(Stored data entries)
= = = =

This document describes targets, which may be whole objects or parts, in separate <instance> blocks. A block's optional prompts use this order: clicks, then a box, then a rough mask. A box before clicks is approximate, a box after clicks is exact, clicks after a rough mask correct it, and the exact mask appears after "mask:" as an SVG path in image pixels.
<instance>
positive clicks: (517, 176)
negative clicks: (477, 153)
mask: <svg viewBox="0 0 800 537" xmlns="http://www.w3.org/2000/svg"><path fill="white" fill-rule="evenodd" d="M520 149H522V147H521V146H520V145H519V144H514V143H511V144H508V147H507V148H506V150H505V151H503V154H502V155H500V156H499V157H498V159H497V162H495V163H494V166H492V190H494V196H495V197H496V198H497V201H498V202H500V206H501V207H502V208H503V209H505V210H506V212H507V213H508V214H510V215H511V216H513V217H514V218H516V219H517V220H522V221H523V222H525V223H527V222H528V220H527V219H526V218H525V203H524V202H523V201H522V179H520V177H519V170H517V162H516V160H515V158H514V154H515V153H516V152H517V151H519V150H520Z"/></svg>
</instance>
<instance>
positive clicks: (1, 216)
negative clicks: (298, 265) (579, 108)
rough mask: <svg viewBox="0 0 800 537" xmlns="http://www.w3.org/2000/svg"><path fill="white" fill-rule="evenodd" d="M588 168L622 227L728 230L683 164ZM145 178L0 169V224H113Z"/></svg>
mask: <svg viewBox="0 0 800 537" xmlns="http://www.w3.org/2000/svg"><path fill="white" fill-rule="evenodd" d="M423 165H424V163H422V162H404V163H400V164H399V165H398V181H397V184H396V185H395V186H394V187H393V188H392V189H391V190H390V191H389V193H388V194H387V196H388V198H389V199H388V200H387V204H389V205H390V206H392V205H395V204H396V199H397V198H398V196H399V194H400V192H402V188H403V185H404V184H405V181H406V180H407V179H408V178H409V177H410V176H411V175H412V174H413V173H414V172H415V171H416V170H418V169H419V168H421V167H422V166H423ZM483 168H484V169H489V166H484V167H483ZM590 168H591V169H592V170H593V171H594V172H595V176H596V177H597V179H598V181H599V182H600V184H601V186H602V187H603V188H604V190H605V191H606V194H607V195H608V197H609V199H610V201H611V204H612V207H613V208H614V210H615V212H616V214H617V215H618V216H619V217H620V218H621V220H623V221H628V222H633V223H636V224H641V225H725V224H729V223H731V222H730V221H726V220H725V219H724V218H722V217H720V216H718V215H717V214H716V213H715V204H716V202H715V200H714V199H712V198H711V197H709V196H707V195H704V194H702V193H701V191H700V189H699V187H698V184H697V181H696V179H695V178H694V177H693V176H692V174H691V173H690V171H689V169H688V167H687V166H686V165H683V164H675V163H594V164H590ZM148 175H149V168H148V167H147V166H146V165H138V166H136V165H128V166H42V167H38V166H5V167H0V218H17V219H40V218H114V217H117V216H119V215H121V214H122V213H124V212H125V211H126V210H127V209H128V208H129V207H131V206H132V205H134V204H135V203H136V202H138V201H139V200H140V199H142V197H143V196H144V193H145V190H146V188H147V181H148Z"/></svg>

= = = =

Look for the word "positive" in the records above, count the lines that hold it, and give only that number.

2